## Passage provided
Extending the Newtonian fluid's formulation in \citet[p.~50-51]{landau2013course}, the total dissipation in our system can be calculated as

\begin{equation}\label{Ch7::Eqn::Ed}
	\tilde E_d = 2\int_{\tilde t}\left(\int_{\tilde\Omega_p}\left(Oh + \frac{\mathcal{J}}{2\|\boldsymbol{\mathcal{D}}\|}\right)\|\boldsymbol{\tilde{\mathcal{D}}}\|^2\,\mathrm{d}\tilde\Omega_p\right)\mathrm{d}\tilde t.
\end{equation}

\noindent Note that by writing the equation in this form, we assume that the yield stress contributes to the energy dissipation only through an increase in the effective viscosity (see appendix~\ref{App::GoverningEquations}). In order to isolate the effects of the viscosity and yield-stress associated viscosity, we can rewrite equation~\eqref{Ch7::Eqn::Ed} as $\tilde E_d = \tilde E_d^{Oh} + \tilde E_d^\mathcal{J}$, where
\begin{align}
	\label{Ch7::Eqn::EdOh}
	\tilde E_d^{Oh} = 2\, Oh&\int_{\tilde t}\left(\int_{\tilde \Omega_p}\|\boldsymbol{\tilde{\mathcal{D}}}\|^2\,\mathrm{d}\tilde\Omega_p\right)\mathrm{d}\tilde t,\\
	\label{Ch7::Eqn::EdJ}
	\tilde E_d^\mathcal{J} = \mathcal{J}&\int_{\tilde t}\left(\int_{\tilde\Omega_p}\|\boldsymbol{\tilde{\mathcal{D}}}\|\,\mathrm{d}\tilde\Omega_p\right)\mathrm{d}\tilde t.
\end{align}

We present together all other forms of energy as

\begin{equation}\label{Eqn::Em}
	\tilde E_m = \tilde E_k^\text{Drops} + \tilde E_s^\text{Drops} + \tilde E_d^\text{Drops} + \int_{\tilde \Omega_p+\tilde \Omega_d}\Bon\,\tilde z\,\mathrm{d}\left(\tilde \Omega_p+\tilde \Omega_d\right)  + \tilde E_g.

## Written request 1
Find every line in the records that contains the word "shirt" and copy each one.

## Dataset extract

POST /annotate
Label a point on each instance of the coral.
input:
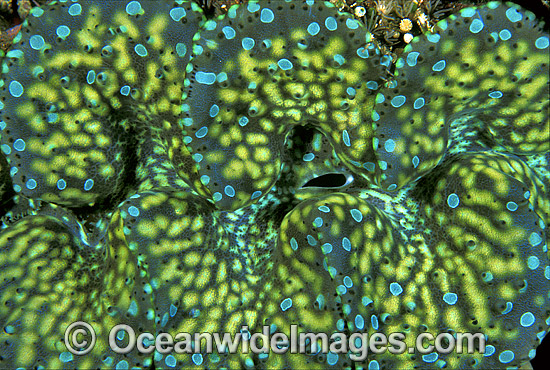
(270, 168)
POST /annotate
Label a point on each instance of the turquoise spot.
(202, 132)
(430, 357)
(253, 7)
(214, 110)
(229, 191)
(313, 28)
(286, 304)
(412, 58)
(205, 78)
(285, 64)
(74, 9)
(19, 145)
(181, 49)
(140, 50)
(326, 248)
(229, 32)
(16, 89)
(248, 43)
(37, 42)
(389, 145)
(61, 184)
(416, 161)
(476, 26)
(133, 7)
(450, 298)
(453, 200)
(243, 121)
(331, 24)
(512, 206)
(90, 77)
(439, 66)
(396, 289)
(352, 24)
(489, 351)
(66, 356)
(177, 14)
(535, 239)
(513, 15)
(88, 184)
(398, 101)
(31, 184)
(356, 214)
(527, 319)
(505, 35)
(345, 138)
(293, 244)
(171, 361)
(542, 42)
(63, 31)
(125, 90)
(308, 157)
(324, 209)
(506, 356)
(133, 211)
(533, 262)
(267, 16)
(346, 244)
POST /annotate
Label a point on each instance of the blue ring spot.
(285, 64)
(412, 58)
(37, 42)
(31, 184)
(202, 132)
(356, 214)
(229, 32)
(495, 94)
(396, 289)
(267, 16)
(214, 110)
(88, 184)
(16, 89)
(527, 319)
(419, 103)
(313, 28)
(63, 31)
(205, 78)
(506, 356)
(19, 145)
(248, 43)
(177, 14)
(398, 101)
(140, 50)
(331, 24)
(453, 200)
(286, 304)
(542, 42)
(229, 191)
(450, 298)
(61, 184)
(74, 9)
(133, 211)
(439, 66)
(389, 145)
(133, 7)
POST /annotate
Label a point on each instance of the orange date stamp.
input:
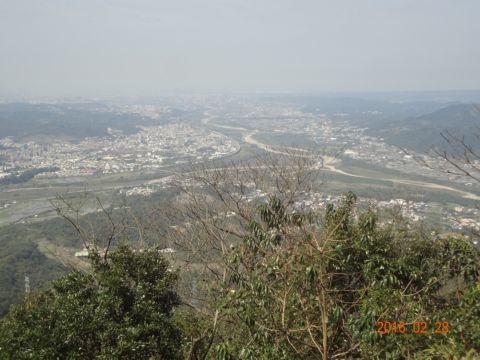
(415, 327)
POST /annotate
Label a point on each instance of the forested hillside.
(260, 280)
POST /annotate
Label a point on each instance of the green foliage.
(303, 287)
(121, 309)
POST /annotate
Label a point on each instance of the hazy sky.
(146, 47)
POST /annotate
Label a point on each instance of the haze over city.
(145, 47)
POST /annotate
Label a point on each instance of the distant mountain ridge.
(21, 120)
(423, 132)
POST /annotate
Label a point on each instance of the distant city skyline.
(146, 48)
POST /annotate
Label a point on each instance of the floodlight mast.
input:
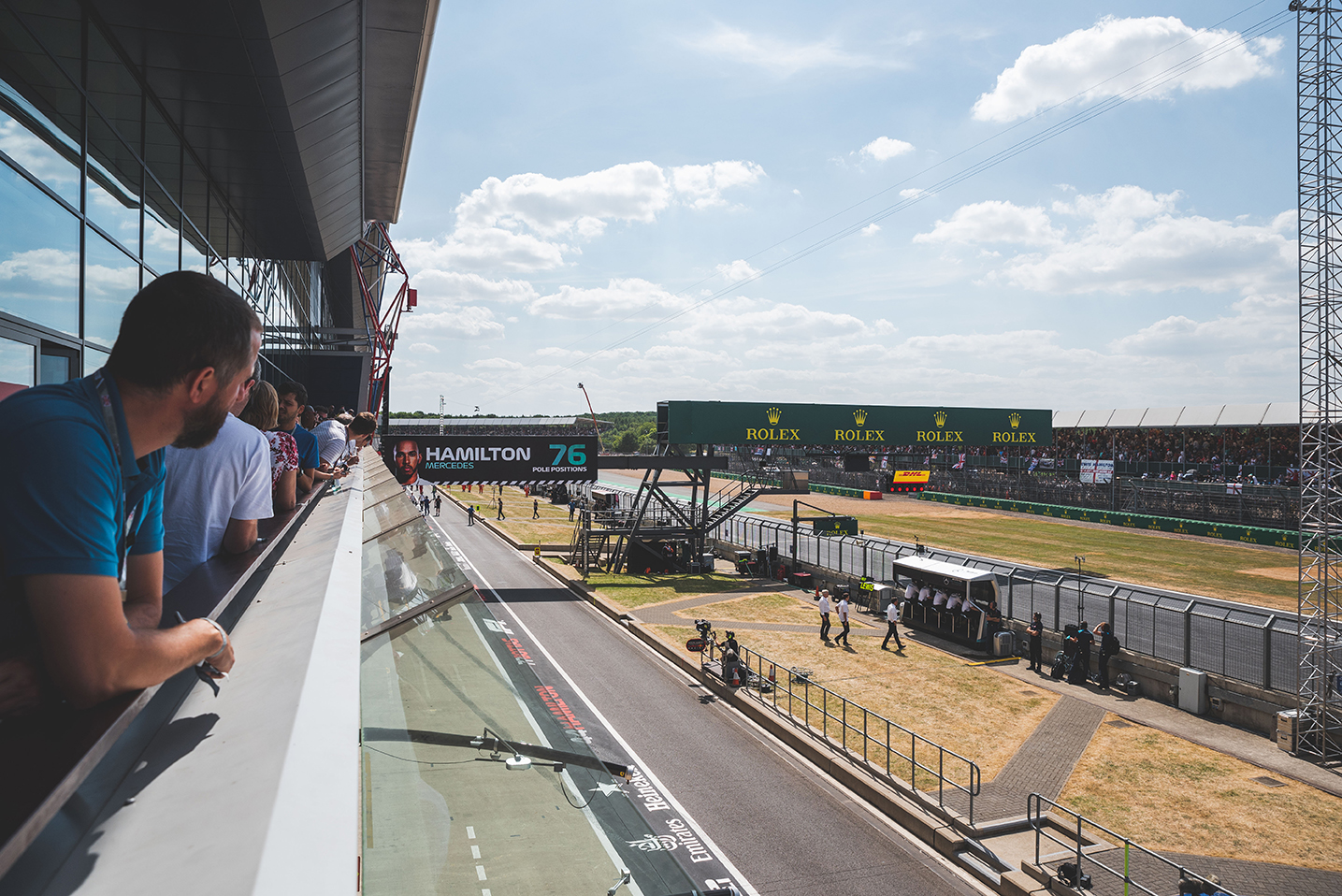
(1320, 164)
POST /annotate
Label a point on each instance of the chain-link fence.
(1249, 644)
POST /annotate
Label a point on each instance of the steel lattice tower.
(1320, 135)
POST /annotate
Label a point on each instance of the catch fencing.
(1140, 865)
(912, 763)
(1244, 643)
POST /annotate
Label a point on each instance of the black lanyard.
(108, 417)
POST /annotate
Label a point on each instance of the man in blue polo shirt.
(83, 510)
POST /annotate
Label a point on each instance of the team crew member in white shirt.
(332, 441)
(891, 618)
(213, 495)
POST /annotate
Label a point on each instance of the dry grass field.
(1228, 571)
(1231, 571)
(632, 592)
(765, 608)
(553, 527)
(922, 689)
(1169, 794)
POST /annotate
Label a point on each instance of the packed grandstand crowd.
(1252, 445)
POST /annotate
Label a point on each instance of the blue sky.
(586, 178)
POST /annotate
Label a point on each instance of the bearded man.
(181, 360)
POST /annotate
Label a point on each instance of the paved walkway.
(1043, 763)
(1047, 759)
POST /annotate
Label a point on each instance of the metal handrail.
(875, 730)
(1035, 812)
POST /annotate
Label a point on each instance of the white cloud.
(1119, 54)
(531, 222)
(462, 322)
(435, 284)
(783, 56)
(702, 185)
(885, 148)
(1128, 240)
(568, 207)
(993, 222)
(619, 296)
(50, 266)
(737, 271)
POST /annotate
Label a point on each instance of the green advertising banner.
(743, 423)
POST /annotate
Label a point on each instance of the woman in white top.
(262, 411)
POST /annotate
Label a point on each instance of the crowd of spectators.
(411, 426)
(1244, 445)
(166, 456)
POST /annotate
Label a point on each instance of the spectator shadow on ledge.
(178, 739)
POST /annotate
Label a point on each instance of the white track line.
(727, 862)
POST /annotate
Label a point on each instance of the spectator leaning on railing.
(83, 503)
(213, 495)
(262, 411)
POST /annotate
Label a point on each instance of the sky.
(1057, 206)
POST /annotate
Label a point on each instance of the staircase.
(588, 546)
(731, 499)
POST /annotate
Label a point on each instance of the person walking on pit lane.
(1036, 643)
(1083, 640)
(843, 620)
(892, 632)
(1107, 648)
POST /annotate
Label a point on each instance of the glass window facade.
(94, 180)
(18, 362)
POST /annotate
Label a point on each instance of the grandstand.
(1255, 442)
(496, 426)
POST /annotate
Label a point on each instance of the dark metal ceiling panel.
(398, 34)
(301, 111)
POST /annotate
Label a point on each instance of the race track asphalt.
(780, 827)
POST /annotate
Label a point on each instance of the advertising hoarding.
(1098, 471)
(745, 423)
(490, 460)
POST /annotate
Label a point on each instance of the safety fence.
(1248, 644)
(875, 739)
(1161, 876)
(1247, 534)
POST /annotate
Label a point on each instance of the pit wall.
(1234, 701)
(817, 488)
(1246, 534)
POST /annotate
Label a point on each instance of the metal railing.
(863, 734)
(1239, 642)
(1037, 805)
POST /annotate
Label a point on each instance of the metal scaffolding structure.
(376, 266)
(1320, 135)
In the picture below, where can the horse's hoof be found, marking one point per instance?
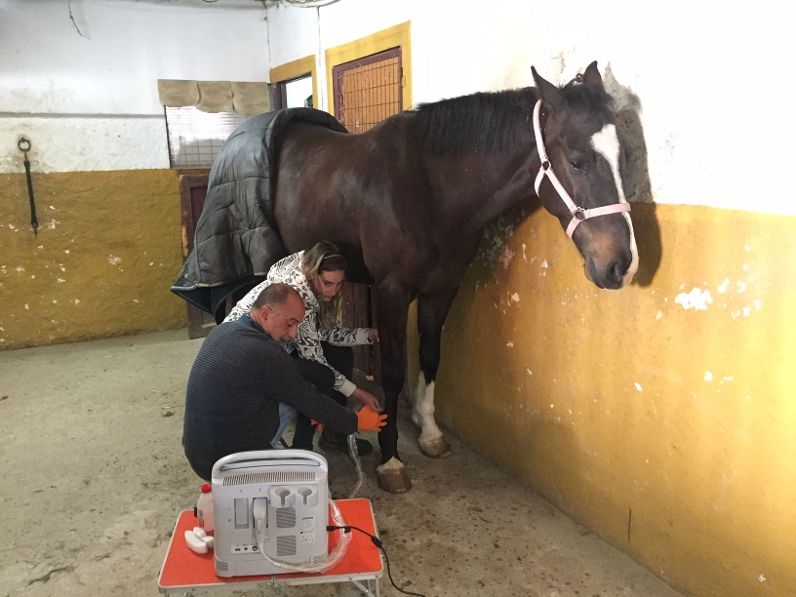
(437, 448)
(394, 480)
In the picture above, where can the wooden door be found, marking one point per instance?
(366, 91)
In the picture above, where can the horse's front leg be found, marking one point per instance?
(432, 309)
(391, 312)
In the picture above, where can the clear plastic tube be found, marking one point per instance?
(352, 450)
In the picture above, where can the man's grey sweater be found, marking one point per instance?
(234, 389)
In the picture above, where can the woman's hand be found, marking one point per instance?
(367, 399)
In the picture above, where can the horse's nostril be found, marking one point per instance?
(617, 270)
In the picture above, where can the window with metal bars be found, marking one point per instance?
(195, 137)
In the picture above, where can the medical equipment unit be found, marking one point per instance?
(271, 510)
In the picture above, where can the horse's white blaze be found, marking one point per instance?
(423, 411)
(393, 464)
(607, 143)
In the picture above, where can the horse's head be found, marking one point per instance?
(579, 181)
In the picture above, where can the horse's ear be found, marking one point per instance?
(592, 78)
(548, 93)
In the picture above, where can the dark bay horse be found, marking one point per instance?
(407, 200)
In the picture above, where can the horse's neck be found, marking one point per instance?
(486, 189)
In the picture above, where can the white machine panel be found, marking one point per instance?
(271, 501)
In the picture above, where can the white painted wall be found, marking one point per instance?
(709, 75)
(90, 102)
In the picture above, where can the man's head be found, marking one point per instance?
(278, 310)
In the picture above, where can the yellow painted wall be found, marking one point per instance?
(107, 250)
(669, 432)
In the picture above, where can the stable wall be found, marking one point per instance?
(84, 92)
(106, 252)
(661, 416)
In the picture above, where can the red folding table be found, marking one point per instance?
(186, 571)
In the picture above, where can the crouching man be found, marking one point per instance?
(240, 376)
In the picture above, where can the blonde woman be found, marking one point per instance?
(322, 344)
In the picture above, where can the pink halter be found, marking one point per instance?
(546, 169)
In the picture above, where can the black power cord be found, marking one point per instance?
(377, 542)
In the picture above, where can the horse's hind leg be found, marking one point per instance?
(432, 310)
(391, 307)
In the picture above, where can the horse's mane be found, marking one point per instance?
(481, 122)
(495, 121)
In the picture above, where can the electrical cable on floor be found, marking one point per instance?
(377, 542)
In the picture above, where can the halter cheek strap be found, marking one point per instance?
(546, 169)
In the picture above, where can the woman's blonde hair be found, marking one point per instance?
(324, 257)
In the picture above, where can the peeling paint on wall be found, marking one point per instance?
(695, 299)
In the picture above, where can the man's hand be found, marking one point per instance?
(367, 399)
(370, 420)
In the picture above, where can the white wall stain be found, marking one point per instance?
(696, 299)
(506, 255)
(544, 266)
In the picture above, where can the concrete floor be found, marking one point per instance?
(94, 476)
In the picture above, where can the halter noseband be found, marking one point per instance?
(546, 169)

## Written request 2
Answer these questions about the passage on energy dissipation:
(a) According to the passage, through what alone does the yield stress contribute to the energy dissipation?
(b) The total dissipation is split into two terms in order to isolate the effects of what?
(c) What does the quantity defined in the last equation collect together?

## Solution 1
Label a point on each instance of the man in blue polo shirt.
Label a point on each instance of the team crew member in white shirt.

## Solution 2
(a) An increase in the effective viscosity.
(b) The viscosity and the yield-stress associated viscosity.
(c) All other forms of energy.